DOCUMENT PASSAGE:
— Begin —

I'm A, a 32 year old living in LOS ANGELES who's starting a BRAND NEW CHAPTER in life. The PROBLEM is that I'M REALLY A GUY... and SOME GIRLS AND GUYS have a PROBLEM with my MASCULINITY. Oh, and I'm STRAIGHT (i.e. I LOVE WOMEN).

 

100 Things I Need To Work On #7: Loneliness

(Pictured: Loneliness always makes us feel naked)

I have to admit that this is something that I’ve been avoiding for a long time. But where to begin?

In order to “combat” my loneliness, I constantly surround myself with friends who love me and cherish me for who I am, or even not. The attention I get is like a drug that intoxicates me… so does that mean I have an addiction to attention?

Perhaps this is why my girl side existed… she was very addicted to the attention and yearned for it.

But this is also why I feel lonely. My girl side isn’t me. It is a manifestation of a side of me that people don’t seem to get.

I’m lonely because no one takes the time to know who I am deep inside and love me for who I am and what I should be. I’m lonely because I have friends, but I always feel alone even when I’m surrounded by people who revel and enjoy my company. I’m lonely because I am not content with who I am as a person and I could be so much more than what I show people, but I feel trapped and confined by money, my work, my surrounds, and my narrow understanding of life.

I blame the latter on my grand aunt and my family who told me that I was doing everything in my entire life wrong and that somehow they know how to deal with it. Their snarky comments and how they tell me that I’m going to regret it become a self-proclaimed prophecy and set me up for failure for years on end.

I need to not feel alone when I am alone, but I don’t know how to do it.

Remember That Girl?

A few days ago I wrote about this girl who I liked, who I told not to count me out. Well, I apparently misunderstood one important thing about her relationship with her ex. Her ex, as it turns out, is the only ex she’s ever had her entire life… and that she’s going to be trying to get back into a relationship with him again. Mind you that they’ve been divorced, been on and off the past five years, and he totally screwed her over last year when he had her newly and fully paid car, which she paid with her money, impounded, leaving her to worry about how she’d get all her child’s insurance paperwork and life from her car.

I’m not really sure what leads people to act in this manner. I feel that I’m fully capable of picking up the slack that she’s in, but I suppose if he’s the only love she’s ever known it’s inevitable that he knows how to pull her strings to make her feel for him again.

I’ll try to be as supportive as I can while she’s going through this process, but I’m afraid that I won’t be spending too much time with her after all. Like I’ve been saying time and time again, you can’t help people who don’t want to help themselves.

— End —

OBJECTIVES:
A) In the blog post on loneliness, for how many years have the woman and her ex been on and off?
B) Translate this sentence from the blog post on loneliness into Spanish: "Like I’ve been saying time and time again, you can’t help people who don’t want to help themselves."

DATA EXTRACT:
— Begin —

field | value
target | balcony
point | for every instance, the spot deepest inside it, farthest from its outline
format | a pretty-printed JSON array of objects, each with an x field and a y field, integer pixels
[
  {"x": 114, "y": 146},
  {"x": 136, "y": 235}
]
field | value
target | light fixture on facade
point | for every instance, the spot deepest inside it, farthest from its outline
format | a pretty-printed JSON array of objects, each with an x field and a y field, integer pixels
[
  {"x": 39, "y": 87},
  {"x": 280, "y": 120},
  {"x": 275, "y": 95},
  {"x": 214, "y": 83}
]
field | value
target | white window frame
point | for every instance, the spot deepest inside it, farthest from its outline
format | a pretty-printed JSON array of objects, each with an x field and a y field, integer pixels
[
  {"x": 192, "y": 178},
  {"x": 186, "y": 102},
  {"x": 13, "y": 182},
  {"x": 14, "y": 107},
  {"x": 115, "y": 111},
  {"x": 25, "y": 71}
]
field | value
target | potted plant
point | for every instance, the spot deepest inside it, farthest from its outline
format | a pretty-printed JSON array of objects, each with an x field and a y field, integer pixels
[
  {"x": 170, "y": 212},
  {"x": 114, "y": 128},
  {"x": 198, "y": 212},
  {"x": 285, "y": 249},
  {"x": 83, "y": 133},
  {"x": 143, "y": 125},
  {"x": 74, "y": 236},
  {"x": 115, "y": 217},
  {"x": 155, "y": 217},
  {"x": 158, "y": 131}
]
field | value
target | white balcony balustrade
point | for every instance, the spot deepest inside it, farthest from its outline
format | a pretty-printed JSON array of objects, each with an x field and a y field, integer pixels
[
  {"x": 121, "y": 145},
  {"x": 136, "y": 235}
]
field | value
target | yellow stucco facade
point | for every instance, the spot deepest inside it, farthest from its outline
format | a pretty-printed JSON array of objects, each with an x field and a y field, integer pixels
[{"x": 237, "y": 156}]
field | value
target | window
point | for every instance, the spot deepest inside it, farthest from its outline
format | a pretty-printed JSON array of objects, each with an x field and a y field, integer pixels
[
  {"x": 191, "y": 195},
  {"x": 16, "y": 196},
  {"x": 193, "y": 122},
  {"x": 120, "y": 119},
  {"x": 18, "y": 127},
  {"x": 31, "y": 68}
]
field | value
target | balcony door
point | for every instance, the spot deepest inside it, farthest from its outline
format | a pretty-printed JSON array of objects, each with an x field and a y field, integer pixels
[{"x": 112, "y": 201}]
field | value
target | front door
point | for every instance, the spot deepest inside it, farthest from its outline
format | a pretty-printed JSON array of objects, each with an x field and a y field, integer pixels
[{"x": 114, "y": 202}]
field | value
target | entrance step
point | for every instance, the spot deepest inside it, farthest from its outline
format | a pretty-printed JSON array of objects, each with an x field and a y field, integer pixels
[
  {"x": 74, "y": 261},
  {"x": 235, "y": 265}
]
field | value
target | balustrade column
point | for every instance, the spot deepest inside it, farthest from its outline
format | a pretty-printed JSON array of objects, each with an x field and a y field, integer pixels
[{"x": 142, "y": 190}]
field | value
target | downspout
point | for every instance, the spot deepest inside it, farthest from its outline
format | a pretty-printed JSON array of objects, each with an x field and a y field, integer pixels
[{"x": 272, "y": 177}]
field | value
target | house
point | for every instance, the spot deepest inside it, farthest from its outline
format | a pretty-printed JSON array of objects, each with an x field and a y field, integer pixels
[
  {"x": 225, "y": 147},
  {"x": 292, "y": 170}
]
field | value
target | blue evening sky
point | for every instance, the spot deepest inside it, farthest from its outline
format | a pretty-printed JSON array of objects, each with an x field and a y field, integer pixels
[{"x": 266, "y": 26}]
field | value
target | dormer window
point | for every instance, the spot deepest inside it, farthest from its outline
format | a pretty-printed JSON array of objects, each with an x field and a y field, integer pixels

— End —

SOLUTIONS BELOW:
A) Five years.

B) Como he venido diciendo una y otra vez, no se puede ayudar a las personas que no quieren ayudarse a sí mismas.